:: Data shown

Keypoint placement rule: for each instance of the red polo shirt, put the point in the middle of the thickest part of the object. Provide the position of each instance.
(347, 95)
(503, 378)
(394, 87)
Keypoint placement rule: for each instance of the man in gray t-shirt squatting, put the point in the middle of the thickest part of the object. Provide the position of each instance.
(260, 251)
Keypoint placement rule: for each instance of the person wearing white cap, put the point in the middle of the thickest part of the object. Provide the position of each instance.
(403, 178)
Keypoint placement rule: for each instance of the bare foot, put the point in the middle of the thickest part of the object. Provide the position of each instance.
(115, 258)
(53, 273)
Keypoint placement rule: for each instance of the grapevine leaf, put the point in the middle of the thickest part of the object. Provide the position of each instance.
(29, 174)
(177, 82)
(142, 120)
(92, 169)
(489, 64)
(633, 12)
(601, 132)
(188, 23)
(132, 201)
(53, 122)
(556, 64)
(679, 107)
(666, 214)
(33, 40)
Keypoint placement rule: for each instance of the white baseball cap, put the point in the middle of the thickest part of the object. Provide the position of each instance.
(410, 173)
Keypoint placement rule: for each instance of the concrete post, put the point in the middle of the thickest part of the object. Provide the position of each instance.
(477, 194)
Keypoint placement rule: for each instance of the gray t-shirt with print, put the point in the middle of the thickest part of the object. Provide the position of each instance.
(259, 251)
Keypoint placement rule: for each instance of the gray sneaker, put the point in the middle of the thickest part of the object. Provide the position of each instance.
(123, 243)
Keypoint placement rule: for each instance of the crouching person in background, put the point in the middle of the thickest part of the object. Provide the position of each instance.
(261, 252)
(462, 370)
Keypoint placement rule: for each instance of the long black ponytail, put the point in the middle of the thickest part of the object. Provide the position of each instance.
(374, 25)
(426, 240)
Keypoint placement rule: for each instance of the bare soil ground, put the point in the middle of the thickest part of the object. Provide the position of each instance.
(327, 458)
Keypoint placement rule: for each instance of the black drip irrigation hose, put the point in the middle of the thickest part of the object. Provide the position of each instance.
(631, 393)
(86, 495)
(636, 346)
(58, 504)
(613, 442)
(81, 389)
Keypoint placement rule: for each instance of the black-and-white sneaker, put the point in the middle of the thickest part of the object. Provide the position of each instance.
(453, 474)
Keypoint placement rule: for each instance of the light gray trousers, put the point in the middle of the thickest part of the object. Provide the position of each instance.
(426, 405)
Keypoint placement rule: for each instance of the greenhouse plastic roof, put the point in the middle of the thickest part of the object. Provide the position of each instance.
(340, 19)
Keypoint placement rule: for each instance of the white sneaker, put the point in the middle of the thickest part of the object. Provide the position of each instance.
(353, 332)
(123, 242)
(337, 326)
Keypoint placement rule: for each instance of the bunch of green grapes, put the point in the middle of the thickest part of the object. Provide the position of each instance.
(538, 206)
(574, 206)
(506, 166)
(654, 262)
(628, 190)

::::

Set task:
Above are some records; repeat all of them exactly.

Response to the task:
Keypoint placement rule: for each instance of the red polo shirt, put the point in the middle of the thickest part of the object. Provide the position of each instance.
(347, 95)
(503, 378)
(394, 87)
Keypoint placement rule: for each instance of the man in gray t-shirt squatting, put the point in the middle of the thickest part of the object. Provide the position of each instance.
(260, 251)
Keypoint placement rule: for each instance of the person wearing white cap, put the point in the middle of the thickest part of the object. Provide the position of each instance.
(403, 178)
Keypoint placement rule: for each instance of the bare foot, put the point in the middle of the thickest part of the object. Provide the position of each instance.
(115, 258)
(53, 273)
Keypoint placement rule: for each instance of the grapevine leaf, put the point in the middle of the thickest part of the object. Provide the position of each instance.
(29, 174)
(177, 82)
(142, 120)
(92, 169)
(489, 64)
(633, 12)
(601, 132)
(188, 23)
(132, 201)
(53, 122)
(556, 64)
(679, 107)
(666, 214)
(33, 40)
Keypoint placement rule: for each instance of the white baseball cap, put the point in the middle of the thickest part of the object. Provide the position of each instance.
(410, 173)
Keypoint placement rule: for each instance of the concrete post, put the point in the middle of the thickest part of the object. Provide the position of each instance.
(477, 194)
Keypoint placement rule: for each instance of the gray t-shirt with print, put the point in the middle of the thickest part of the object. Provide the position of each instance.
(259, 251)
Keypoint placement rule: for each instance of the gray sneaker, put the point in the middle of the thickest part of the object. Provide the position of each instance.
(123, 243)
Keypoint placement rule: for each instance of the crouching person in background, put the point in the middle of the thickest part of the object. Provide the position of each instance.
(261, 252)
(462, 370)
Keypoint placement rule: for each instance of the long black ponytail, put the point in the middle of the thickest part of the object. Provide the position of each instance.
(374, 25)
(426, 240)
Keypoint placement rule: for each instance of the bare soil ground, put the point in the middle of the thickest part of the object. Provide the position of each instance.
(327, 458)
Keypoint placement rule: for each instance of the black drip irrigation hose, put the point in the middle of the thickest part of the object. Provide the position of each instance.
(631, 393)
(86, 495)
(636, 346)
(58, 504)
(613, 442)
(81, 389)
Keypoint placement rule: for each instance of the black-and-white sneaker, put the point in the middle of the thickest part of the object. Provide the position of each instance.
(453, 474)
Keypoint placement rule: for each instance of the light gray trousers, put the point in the middle of the thickest part of the object. Provide the position of each instance.
(426, 405)
Keypoint placement rule: for each instance of the greenhouse plastic roof, put the point in the middle of the thickest part of the object. Provide the position of each instance.
(340, 19)
Keypoint placement rule: for each instance of the white sneaker, put the point in the middle of the thickest part of the object. Provide the position of each instance.
(353, 332)
(123, 242)
(337, 326)
Keypoint placement rule: for each instance of the bunch of green grapes, put the point in the middle of the thickest part of the object. Provide the position of each instance.
(538, 206)
(574, 206)
(506, 166)
(654, 262)
(628, 190)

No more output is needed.